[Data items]
## start
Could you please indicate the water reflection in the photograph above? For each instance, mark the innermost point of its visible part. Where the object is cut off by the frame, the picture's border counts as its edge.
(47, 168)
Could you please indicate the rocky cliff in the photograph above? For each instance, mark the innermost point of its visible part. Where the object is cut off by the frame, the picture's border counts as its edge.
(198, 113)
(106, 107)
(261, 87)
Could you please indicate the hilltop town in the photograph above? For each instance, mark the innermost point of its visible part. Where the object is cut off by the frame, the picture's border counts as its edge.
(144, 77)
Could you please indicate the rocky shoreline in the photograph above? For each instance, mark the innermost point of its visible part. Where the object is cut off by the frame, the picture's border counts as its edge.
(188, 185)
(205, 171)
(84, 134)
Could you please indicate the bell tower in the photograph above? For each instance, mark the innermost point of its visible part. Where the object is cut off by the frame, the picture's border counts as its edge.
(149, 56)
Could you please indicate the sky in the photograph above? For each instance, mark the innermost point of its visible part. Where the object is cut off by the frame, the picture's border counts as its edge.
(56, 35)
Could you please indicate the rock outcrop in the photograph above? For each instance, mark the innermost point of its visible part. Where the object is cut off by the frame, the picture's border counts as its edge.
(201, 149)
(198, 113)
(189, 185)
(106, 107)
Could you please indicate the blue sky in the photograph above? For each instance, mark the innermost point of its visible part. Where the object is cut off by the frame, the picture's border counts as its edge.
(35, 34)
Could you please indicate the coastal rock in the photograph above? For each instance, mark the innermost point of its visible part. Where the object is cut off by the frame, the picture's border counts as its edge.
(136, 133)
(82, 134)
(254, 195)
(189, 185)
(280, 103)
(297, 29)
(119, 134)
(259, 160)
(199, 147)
## end
Put the lines above into a numbered list, leaving out any blank lines.

- **Result**
1. Could you please indicate the water reflection in the photograph above? For each instance, mark the innermost point of its visible part. Where the object is cut off by the frame, the picture's border counts as its edge.
2. (47, 168)
3. Could you please indicate the rocky cliff in the photograph above? For each instance, mark the innermost point of its visible part. Where the object is cut off by the frame, the picture's border counts as its edge.
4. (198, 113)
5. (106, 107)
6. (261, 87)
7. Could you please indicate the hilltop town in the photograph above? For each instance, mark the innermost point of its visible part. Where the object is cut off by the frame, the picture's border counts as its edge.
8. (144, 77)
9. Could you please indicate the rocky shoreline in the photograph above? For each instance, mark the innermost point of its visible part. Where the object is cut off by the frame, the picture's border counts as its edge.
10. (188, 185)
11. (205, 171)
12. (84, 134)
13. Could you please indicate the bell tower in the photograph above? For each instance, mark the innermost point of its visible part. Where the object is cut off by the frame, the picture's border counts as its edge.
14. (149, 56)
15. Could you please indicate the sky in the photograph above? For each instance, mark the innermost point of its visible part. Where the object is cut off by the frame, the picture's border counts as its edge.
16. (56, 35)
17. Could you please indicate the rock outcrop in the photograph above? For each instance, mark the innermost point of its visible part. Where the object is cut off by the frame, the picture's border counts as its edge.
18. (201, 149)
19. (198, 113)
20. (189, 185)
21. (106, 107)
22. Could you please indicate the blue sky in the photograph above? For each instance, mark the innermost point of its visible part. Where the object is cut off by the frame, the picture's border counts as its edge.
23. (35, 34)
24. Could you please indicate the coastal rock in the photograph above? For each instance, mark the innermost point of its visible part. Where the object is cut off by the frame, the picture's border counts as its edge.
25. (136, 133)
26. (82, 134)
27. (254, 195)
28. (189, 185)
29. (280, 103)
30. (297, 29)
31. (119, 134)
32. (259, 160)
33. (199, 147)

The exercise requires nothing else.